• TASK MATERIAL:
▽
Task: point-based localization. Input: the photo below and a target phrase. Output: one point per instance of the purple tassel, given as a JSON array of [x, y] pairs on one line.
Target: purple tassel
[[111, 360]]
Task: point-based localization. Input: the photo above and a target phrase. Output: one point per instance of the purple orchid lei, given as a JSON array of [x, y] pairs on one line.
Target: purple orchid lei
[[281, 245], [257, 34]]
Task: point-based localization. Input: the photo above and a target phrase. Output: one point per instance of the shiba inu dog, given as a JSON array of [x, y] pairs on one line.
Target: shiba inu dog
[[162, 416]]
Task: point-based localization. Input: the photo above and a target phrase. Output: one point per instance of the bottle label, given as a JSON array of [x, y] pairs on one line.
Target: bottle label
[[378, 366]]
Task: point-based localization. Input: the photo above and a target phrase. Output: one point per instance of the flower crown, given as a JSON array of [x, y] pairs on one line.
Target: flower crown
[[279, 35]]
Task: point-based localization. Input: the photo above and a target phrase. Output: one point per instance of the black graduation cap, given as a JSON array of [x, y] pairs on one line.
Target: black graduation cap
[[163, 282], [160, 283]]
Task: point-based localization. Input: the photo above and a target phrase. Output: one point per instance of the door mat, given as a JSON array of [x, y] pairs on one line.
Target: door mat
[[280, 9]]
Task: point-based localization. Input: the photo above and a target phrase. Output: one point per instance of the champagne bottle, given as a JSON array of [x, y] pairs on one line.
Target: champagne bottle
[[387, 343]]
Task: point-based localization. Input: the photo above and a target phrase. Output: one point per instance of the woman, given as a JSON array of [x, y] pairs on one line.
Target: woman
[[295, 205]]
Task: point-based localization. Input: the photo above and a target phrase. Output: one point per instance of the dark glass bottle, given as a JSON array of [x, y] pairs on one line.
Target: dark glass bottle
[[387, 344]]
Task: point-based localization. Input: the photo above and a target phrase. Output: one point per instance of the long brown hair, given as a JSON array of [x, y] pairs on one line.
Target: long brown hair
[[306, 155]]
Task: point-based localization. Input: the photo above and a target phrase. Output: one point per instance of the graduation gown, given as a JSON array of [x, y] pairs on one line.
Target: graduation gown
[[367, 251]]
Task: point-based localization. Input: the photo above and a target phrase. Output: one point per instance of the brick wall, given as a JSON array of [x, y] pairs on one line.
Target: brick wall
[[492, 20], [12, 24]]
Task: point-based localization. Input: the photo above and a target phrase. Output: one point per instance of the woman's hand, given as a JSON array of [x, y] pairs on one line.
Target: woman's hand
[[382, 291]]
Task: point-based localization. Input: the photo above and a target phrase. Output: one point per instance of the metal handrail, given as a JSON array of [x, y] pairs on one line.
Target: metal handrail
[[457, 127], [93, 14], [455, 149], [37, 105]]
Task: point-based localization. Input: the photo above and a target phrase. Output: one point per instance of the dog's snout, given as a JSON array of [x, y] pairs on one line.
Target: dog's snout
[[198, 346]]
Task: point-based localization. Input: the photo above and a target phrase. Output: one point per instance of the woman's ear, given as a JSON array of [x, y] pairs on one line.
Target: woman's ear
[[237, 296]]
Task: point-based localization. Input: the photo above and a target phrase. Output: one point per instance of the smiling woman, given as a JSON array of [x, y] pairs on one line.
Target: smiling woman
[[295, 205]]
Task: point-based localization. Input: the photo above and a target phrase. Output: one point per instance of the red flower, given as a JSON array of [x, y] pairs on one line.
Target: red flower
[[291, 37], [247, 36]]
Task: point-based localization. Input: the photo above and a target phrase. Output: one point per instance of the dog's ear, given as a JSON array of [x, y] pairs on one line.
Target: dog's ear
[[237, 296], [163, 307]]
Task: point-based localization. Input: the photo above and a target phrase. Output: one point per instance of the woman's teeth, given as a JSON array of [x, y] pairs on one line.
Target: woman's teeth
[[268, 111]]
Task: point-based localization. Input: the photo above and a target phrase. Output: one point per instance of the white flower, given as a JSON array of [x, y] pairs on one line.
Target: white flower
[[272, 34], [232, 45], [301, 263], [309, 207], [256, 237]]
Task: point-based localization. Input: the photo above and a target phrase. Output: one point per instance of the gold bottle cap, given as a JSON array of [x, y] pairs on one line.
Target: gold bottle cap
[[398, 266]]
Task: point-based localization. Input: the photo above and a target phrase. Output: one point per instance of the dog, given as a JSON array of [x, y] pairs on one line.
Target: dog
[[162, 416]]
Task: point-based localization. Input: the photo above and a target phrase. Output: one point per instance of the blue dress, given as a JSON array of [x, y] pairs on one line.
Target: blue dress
△
• GOAL:
Copy the stretch of rows above from the line containing "dog's snout, given" through the line containing "[[268, 111]]", replacing "red flower" with "pink flower" and changing nothing else. Give only those lines.

• TASK RESPONSE:
Task: point-based localization. Input: the photo above and a target phrase. Output: one point per instance of the dog's snout, given as a JSON array of [x, y] pairs on one line.
Target: dog's snout
[[198, 346]]
Task: point-based localization. Input: the photo above and a target phrase. Output: one point per instance of the woman's ear, given as a JSON array of [x, y] pairs on one line.
Target: woman's ear
[[237, 296]]
Task: point-based localization. Input: the photo above and a target phrase. Output: one point per instance of the smiling woman, given as a JSON array of [x, y] pairs on one line.
Target: smiling woman
[[295, 205]]
Task: point-based localization. Input: the photo above and a target phrase. Output: one point per instance of the pink flower, given as a JSON array of [x, y] pairs on one line.
Target: pink flower
[[291, 37], [247, 36]]
Task: point-based localization. Input: the photo above and a target phrase. Output: one point per instance of the dog's ear, given as a JSON array of [x, y] pairs on one line.
Target: dog's ear
[[237, 296], [163, 307]]
Task: point-based localization. Input: the photo above and a target phrase. Output: one point per instance of the woman's teeth, given as a JSON array of [x, y] pairs on one line.
Target: woman's teeth
[[268, 111]]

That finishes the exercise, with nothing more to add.